即売会は普通18~19時までですが、最終日は17時閉場の場合が多いので注意を

即売会は普通18~19時までですが、最終日は17時閉場の場合が多いので注意を

本屋めぐりの最後は高円寺駅北口から徒歩5分、「西部古書会館」へ。1968年に落成した建物で、「東京都古書籍商業協同組合 中央線支部」のホームグラウンド。ほぼ毎週末に「古本まつり」と呼ばれる古書即売会が開催されています(第三週末を除く)。古本まつり以外の日は閉館しているのでご注意を。即売会は複数の古書店が合同で開き、会によ って違う店の商品が並びます。この日は最近の小説から学術書、和本、画集やポスターなど、バラエティに富んだ品ぞろえの大特価品が並ぶ「期末・古書 青札市」。棚を眺めるだけでも楽しくて、時間があっという間 に過ぎてしまいそう。

会場内の本は即売会のたびに全て入れ替えられる。

会場内の本は即売会のたびに全て入れ替えられる。

膨大な本の中から、自分だけの一冊に出会えるかも

膨大な本の中から、自分だけの一冊に出会えるかも

【古書即売会の新風、「ヴィンテージ・ブック・ラボ」】

新宿・中野・阿佐ヶ谷・西荻窪・武蔵小金井など中央線沿線の古書店が共同で、西部古書会館での新しい即売会「ヴィンテージ・ブック・ラボ(以下VBL)」を立ち上げたのが2022年8月。SNSを駆使した新しい形の古書イベントとして、古書好きからの注目を集めています。VBLのレギュラー参加メンバーの三暁堂店主・梶塚暁大さんと盛林堂書房店主・小野純一さんにお話を伺いました。

• データ
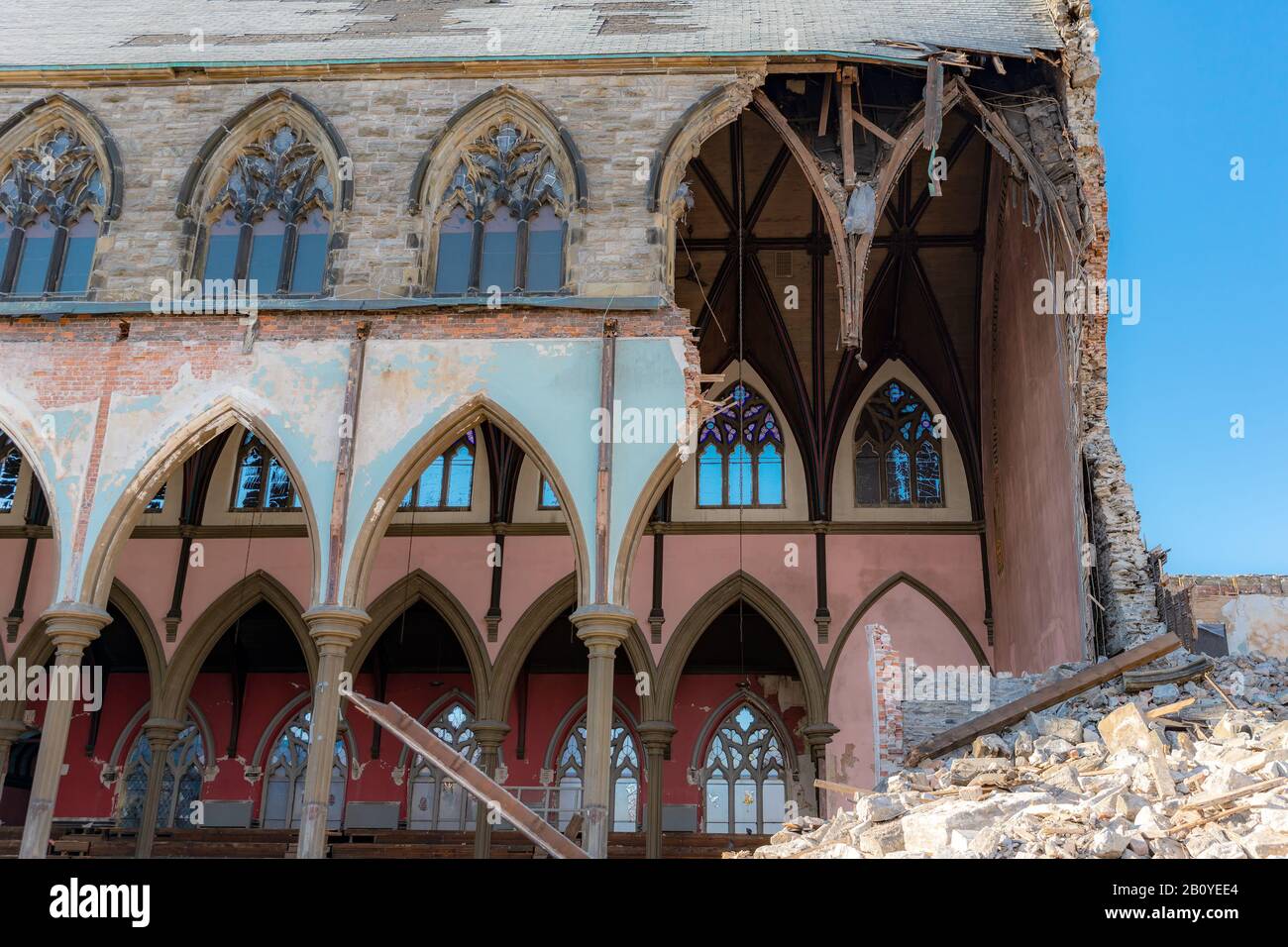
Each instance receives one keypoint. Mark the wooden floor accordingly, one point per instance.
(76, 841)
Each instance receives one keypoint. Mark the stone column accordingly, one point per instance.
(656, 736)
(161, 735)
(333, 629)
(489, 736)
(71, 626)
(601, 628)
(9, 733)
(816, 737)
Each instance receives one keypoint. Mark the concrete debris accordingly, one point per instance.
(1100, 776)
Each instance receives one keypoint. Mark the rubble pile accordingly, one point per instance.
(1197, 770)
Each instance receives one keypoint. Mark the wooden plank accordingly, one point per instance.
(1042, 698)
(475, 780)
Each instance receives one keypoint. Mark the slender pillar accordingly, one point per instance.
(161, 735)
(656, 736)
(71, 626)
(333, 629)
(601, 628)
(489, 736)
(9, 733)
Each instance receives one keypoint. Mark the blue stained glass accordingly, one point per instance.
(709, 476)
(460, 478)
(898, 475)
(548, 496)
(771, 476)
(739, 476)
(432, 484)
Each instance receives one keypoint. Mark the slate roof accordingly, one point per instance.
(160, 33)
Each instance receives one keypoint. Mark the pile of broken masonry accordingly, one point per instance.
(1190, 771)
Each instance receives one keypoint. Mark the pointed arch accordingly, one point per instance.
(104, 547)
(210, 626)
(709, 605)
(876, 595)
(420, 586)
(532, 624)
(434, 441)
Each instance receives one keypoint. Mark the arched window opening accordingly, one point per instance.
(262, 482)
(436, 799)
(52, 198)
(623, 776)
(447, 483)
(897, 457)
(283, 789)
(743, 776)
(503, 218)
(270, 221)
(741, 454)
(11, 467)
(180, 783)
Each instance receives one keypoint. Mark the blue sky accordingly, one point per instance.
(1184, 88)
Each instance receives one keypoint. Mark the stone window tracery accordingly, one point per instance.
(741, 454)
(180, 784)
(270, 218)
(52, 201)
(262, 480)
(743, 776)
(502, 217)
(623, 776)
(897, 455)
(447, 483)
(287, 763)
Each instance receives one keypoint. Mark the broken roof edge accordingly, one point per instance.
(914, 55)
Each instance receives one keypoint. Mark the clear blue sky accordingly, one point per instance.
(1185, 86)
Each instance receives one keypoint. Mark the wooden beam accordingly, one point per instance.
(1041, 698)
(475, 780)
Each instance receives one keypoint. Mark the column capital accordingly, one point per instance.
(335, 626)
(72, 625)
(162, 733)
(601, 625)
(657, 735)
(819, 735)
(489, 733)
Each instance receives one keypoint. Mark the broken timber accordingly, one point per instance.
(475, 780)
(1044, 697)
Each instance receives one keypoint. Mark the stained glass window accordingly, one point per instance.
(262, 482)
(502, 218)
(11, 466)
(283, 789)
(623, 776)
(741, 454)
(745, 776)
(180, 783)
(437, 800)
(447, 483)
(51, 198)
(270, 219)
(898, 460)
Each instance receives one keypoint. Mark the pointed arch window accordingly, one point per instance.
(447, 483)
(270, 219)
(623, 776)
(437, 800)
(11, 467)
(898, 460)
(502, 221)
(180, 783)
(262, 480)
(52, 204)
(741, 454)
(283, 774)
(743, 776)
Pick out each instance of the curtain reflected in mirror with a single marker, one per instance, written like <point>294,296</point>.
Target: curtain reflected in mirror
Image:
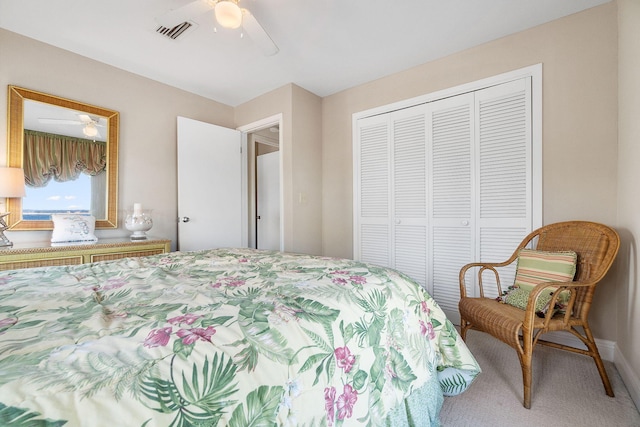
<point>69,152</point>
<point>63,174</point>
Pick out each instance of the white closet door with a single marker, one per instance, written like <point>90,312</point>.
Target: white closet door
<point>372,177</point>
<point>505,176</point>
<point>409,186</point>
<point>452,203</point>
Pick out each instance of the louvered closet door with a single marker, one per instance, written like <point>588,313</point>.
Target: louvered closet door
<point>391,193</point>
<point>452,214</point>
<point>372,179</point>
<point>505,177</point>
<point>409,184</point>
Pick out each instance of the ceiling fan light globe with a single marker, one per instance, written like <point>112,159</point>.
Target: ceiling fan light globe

• 課題一覧
1. エントリのうち、「Pick out each instance of the white」を含む行からエントリの末尾までを、両端の行も含めて一字一句そのまま書き写してください。
2. 西部古書会館の古書即売会について述べた文章の続きを、最後の文の後から書き進めてください。

• 課題別解答
1.
Pick out each instance of the white closet door with a single marker, one per instance, written like <point>90,312</point>.
Target: white closet door
<point>372,177</point>
<point>505,176</point>
<point>409,186</point>
<point>452,203</point>
Pick out each instance of the louvered closet door with a single marker, one per instance, written like <point>588,313</point>.
Target: louvered closet door
<point>391,193</point>
<point>452,214</point>
<point>372,179</point>
<point>505,177</point>
<point>409,184</point>
Pick out each instance of the ceiling fan light globe with a single marker, one per instance, written like <point>112,159</point>.
Target: ceiling fan light globe

2.
左:梶塚さん 右:小野さん

左:梶塚さん 右:小野さん

「東京都古書籍商業協同組合ができたのは1920(大正9)年で、2020年には設立100周年を迎えています。実は歴史が長いんです。」と梶原さん。小野さんは「杉並区は古書店がとても多い区です。大正12年の関東大震災そして昭和の戦火を経て、都市部から武蔵野方面に人口が流入し、市域が拡大していったことが理由の一つではないかと。インフレと物資不足で、文学青年や愛書家が自分の本を売るために開業したと言われています。」

小野さんも編集に加わり2年かけて完成した「東京古書組合百年史」(発行/東京古書籍商業協同組合)。読み物としても楽しい

小野さんも編集に加わり2年かけて完成した「東京古書組合百年史」(発行/東京古書籍商業協同組合)。読み物としても楽しい

祖父から店を受け継いだという小野さん。「うちの店は祖父の代の昭和24年創業で、井伏鱒二や開高健、松本清張など杉並に住んだ作家がよく訪れていたんですよ」と、太宰治や石井桃子など昭和時代の多くの作家たちと縁が深い杉並ならではのエピソードも。

VBLについて梶塚さんは「今までにない古書催事のあり方を、インターネットを活用しながら模索していこうと立ち上げました。コロナ禍で、古書業界は大きな打撃を受けなかったのですが、インターネット古書店「日本の古本屋」をはじめネット上での販売スタイルが定着してきていたことも理由のひとつではないかと思います。VBLでは画像付きのweb目録を公開して、会場販売品をメールでも受注できるようなシステムを作りました。会場での試みとしては、表紙が見える「面置き」を多くしたことですね。置ける本の数が減ってしまうのは辛いところですが、見やすい、と棚の写真をSNSにアップしてくれるお客さんも多くて好評です。新しいシステムの導入や価格の見直しなど、色々な試みをこれからも続けていきたいと思っています」。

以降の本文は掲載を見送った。